## REQUIREMENT
Count how many lines in the records below contain the string "cloud", treating uppercase and lowercase letters as different. Reply with the number only.

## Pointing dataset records
== == ==
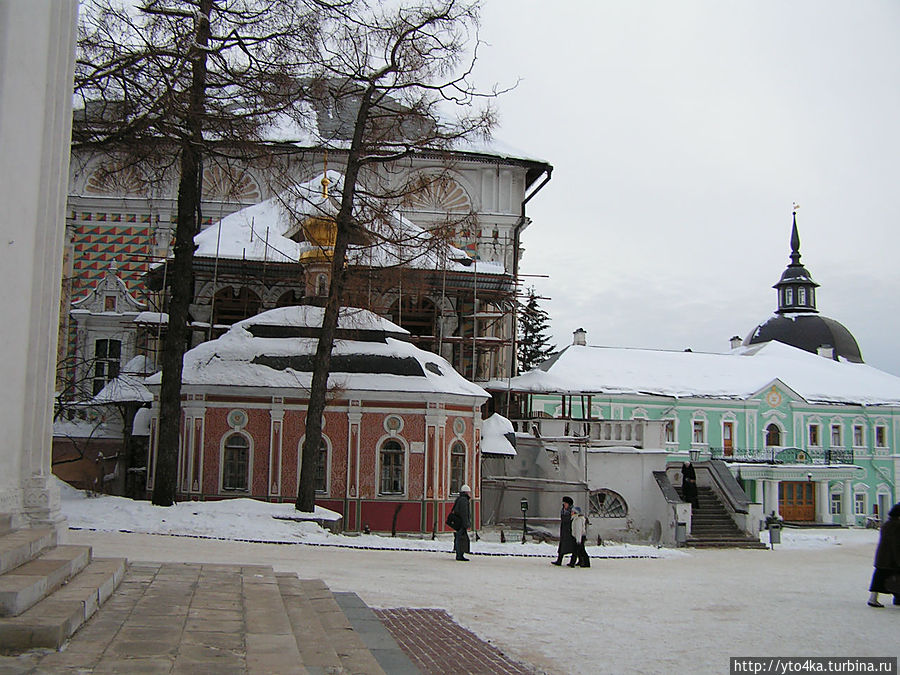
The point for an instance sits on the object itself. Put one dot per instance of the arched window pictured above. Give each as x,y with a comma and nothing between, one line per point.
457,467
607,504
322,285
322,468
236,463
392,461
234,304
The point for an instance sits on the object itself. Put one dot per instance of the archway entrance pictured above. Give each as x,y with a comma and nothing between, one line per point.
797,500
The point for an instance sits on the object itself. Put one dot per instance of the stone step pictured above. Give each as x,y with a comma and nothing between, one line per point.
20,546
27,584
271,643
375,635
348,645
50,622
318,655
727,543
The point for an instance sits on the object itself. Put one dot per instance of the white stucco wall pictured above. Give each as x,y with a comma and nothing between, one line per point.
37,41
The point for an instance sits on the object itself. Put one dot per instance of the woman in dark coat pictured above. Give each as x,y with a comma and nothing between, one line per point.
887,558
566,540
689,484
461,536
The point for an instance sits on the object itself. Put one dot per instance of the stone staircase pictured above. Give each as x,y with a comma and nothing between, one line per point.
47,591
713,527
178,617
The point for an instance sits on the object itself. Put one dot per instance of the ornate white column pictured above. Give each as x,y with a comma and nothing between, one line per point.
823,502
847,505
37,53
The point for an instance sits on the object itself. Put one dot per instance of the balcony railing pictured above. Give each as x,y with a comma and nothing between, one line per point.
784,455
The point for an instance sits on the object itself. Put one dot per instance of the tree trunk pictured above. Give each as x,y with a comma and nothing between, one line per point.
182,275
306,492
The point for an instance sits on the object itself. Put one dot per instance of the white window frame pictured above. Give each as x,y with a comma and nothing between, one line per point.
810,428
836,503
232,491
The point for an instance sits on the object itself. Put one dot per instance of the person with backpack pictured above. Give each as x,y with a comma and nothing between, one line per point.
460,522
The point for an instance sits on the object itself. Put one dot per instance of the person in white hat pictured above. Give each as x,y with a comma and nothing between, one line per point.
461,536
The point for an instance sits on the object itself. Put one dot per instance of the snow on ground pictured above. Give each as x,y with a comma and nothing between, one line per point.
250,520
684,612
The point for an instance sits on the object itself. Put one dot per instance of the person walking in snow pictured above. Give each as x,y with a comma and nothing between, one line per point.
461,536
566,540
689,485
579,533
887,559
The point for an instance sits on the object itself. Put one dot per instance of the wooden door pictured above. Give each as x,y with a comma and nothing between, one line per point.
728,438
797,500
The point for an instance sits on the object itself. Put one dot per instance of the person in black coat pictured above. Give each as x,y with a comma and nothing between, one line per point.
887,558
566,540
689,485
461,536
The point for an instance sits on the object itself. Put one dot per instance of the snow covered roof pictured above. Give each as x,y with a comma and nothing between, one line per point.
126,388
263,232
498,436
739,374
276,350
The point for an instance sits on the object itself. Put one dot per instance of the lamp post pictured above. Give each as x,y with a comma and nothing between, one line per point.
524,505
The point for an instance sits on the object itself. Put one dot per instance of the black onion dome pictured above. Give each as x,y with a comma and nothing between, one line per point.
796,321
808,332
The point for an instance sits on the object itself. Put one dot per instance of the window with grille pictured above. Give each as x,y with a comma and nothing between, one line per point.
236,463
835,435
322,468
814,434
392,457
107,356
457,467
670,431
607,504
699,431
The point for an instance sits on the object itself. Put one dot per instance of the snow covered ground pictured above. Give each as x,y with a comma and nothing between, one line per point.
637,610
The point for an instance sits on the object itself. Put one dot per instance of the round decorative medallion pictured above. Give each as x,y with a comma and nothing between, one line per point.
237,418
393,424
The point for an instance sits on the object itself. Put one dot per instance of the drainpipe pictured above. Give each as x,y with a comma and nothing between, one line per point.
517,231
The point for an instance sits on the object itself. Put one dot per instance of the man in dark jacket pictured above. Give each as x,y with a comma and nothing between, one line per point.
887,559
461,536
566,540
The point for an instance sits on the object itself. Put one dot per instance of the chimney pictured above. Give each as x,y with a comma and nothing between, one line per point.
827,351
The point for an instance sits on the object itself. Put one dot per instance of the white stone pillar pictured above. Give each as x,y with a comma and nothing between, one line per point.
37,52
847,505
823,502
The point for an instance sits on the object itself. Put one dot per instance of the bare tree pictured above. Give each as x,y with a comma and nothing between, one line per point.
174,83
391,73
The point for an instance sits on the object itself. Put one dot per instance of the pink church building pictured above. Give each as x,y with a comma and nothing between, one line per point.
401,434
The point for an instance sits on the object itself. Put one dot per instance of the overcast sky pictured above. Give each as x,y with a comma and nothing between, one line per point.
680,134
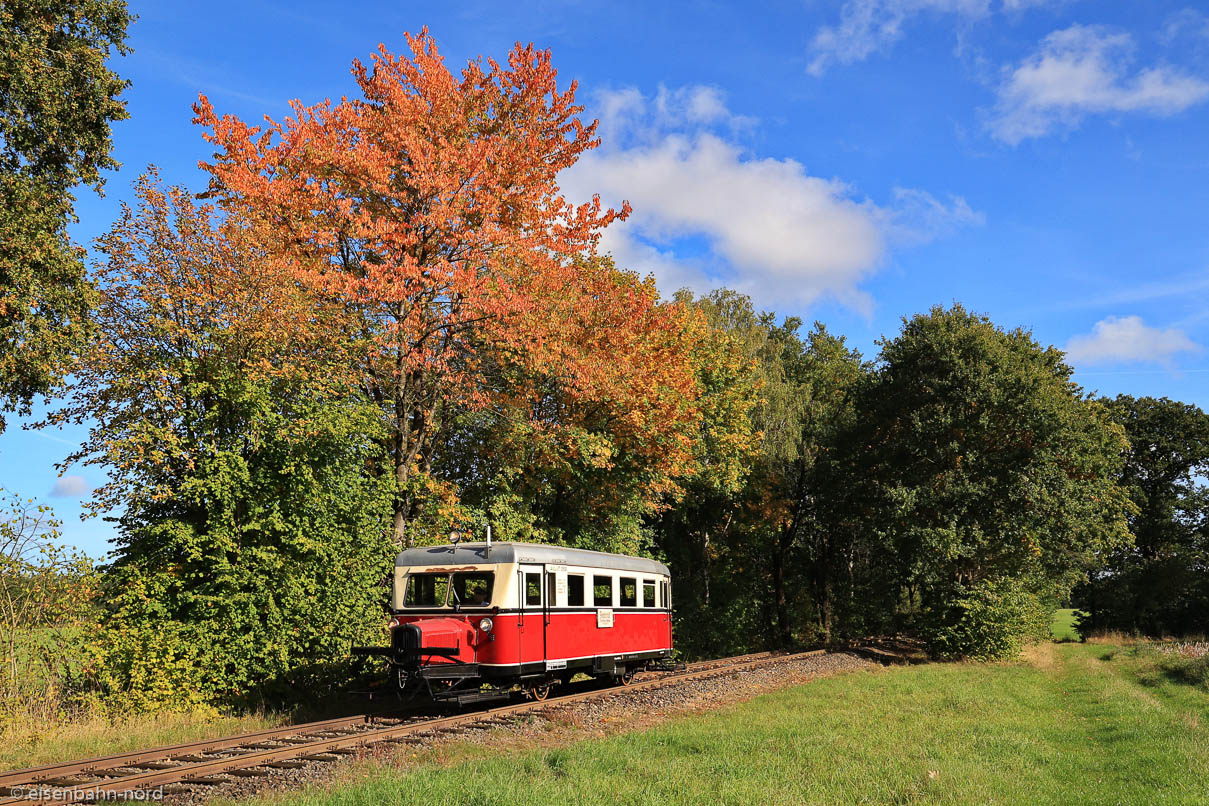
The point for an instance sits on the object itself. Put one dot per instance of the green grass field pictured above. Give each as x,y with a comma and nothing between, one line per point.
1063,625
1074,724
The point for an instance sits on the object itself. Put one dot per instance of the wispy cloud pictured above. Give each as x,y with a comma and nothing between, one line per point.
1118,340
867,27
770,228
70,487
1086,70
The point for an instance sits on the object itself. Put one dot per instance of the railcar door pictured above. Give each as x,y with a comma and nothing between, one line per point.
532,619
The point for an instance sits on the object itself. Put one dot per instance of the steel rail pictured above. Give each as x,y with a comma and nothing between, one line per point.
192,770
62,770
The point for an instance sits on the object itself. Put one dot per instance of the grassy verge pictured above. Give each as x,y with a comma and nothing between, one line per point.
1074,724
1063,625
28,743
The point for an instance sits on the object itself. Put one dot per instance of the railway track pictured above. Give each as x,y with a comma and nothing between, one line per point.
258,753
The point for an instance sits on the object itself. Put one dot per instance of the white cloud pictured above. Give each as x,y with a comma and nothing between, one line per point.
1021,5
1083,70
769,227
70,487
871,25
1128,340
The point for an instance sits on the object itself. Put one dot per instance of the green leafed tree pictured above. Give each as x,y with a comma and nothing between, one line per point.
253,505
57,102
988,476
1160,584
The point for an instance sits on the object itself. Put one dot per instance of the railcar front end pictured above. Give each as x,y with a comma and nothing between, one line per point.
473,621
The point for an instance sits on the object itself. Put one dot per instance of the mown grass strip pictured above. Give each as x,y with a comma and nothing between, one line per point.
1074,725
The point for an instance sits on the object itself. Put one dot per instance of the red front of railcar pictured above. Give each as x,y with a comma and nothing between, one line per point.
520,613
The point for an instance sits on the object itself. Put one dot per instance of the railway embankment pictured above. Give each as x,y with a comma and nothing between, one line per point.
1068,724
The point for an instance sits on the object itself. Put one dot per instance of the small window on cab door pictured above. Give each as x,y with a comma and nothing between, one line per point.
== == ==
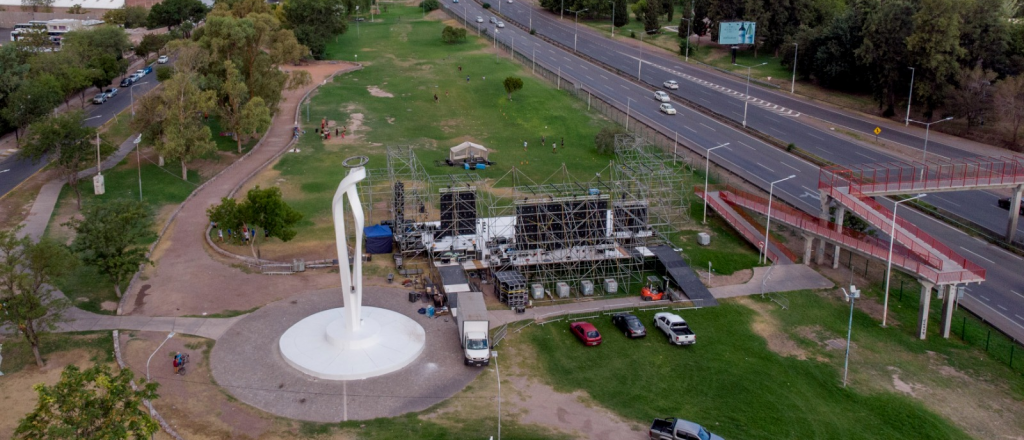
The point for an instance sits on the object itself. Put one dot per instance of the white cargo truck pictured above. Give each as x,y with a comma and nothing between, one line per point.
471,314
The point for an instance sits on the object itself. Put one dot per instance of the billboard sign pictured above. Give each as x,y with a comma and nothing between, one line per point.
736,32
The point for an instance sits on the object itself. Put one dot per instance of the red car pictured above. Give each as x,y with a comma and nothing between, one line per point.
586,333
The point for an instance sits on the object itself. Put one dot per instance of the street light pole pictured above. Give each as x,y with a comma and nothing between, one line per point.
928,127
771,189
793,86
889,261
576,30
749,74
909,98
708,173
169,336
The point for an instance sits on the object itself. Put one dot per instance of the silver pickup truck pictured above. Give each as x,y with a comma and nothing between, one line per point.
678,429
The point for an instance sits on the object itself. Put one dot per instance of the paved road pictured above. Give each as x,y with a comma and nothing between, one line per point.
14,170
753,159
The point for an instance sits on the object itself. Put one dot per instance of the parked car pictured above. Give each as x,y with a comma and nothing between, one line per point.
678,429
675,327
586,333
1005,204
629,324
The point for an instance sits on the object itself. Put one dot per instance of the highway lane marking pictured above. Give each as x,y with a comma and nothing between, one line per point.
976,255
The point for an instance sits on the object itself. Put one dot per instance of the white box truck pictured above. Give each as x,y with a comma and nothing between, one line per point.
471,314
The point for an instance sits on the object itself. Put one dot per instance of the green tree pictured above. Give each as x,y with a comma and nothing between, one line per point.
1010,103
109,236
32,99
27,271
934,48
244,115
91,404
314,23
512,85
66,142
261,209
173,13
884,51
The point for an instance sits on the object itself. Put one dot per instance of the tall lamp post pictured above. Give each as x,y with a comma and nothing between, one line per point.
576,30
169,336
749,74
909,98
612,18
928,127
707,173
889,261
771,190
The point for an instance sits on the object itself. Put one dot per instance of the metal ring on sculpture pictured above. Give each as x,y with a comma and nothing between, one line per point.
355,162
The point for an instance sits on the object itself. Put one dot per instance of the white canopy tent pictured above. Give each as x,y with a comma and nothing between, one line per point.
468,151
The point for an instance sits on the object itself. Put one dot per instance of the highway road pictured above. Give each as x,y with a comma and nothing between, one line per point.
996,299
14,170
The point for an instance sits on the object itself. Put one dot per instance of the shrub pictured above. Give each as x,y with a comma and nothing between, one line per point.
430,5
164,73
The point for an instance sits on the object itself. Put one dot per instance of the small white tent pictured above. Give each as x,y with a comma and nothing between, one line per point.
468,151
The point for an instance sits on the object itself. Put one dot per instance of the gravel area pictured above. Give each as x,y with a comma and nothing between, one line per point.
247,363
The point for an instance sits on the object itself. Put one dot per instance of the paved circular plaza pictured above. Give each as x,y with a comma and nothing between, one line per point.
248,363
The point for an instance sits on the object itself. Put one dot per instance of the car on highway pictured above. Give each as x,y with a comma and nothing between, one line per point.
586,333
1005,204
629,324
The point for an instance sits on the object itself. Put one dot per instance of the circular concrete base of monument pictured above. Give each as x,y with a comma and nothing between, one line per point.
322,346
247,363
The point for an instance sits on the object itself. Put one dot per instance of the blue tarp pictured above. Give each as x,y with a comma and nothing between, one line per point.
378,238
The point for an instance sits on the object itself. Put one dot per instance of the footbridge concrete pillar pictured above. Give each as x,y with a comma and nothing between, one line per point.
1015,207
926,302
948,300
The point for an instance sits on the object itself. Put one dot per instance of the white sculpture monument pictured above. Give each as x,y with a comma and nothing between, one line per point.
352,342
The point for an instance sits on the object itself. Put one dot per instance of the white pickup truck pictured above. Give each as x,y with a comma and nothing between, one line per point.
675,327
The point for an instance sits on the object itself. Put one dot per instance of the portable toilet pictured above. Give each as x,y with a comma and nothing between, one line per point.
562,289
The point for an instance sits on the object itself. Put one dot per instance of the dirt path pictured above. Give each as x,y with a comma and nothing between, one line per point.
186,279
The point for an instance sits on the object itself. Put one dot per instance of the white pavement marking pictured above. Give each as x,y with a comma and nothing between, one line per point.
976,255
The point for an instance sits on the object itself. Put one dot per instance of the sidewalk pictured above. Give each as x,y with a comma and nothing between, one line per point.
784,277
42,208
== == ==
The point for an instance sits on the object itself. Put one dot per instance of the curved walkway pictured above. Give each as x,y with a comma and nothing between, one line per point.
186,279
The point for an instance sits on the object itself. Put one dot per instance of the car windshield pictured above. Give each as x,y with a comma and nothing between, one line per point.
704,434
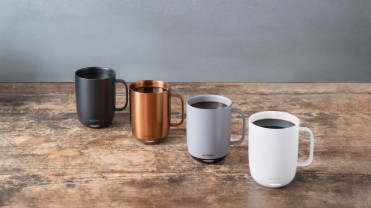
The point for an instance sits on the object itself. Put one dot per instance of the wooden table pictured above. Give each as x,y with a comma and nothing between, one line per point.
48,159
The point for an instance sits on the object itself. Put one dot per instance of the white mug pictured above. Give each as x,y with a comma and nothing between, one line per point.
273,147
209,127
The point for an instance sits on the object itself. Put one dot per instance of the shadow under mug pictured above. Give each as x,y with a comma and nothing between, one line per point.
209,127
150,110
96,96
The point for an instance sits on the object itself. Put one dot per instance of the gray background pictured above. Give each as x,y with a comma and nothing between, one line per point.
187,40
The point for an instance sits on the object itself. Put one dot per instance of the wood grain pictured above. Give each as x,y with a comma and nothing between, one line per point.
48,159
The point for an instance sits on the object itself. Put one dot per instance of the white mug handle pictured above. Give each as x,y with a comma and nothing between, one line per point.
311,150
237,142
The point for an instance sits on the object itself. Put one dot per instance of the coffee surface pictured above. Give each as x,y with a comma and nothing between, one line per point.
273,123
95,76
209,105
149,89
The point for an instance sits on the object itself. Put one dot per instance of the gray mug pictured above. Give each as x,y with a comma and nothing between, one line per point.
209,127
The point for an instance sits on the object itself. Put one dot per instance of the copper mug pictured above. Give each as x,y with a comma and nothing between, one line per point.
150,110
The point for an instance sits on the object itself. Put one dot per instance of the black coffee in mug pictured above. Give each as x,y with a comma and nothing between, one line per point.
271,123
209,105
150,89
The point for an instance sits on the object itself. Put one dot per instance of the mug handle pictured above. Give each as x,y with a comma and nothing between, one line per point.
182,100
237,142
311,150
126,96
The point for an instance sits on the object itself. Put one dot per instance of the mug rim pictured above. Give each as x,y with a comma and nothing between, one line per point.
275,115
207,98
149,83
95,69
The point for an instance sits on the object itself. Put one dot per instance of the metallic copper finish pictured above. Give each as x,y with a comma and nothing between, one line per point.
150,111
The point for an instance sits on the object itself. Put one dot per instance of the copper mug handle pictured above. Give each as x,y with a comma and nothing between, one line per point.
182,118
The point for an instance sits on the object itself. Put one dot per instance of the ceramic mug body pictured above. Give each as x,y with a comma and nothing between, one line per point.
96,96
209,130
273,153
== == ==
## RESPONSE TO THIS EXERCISE
2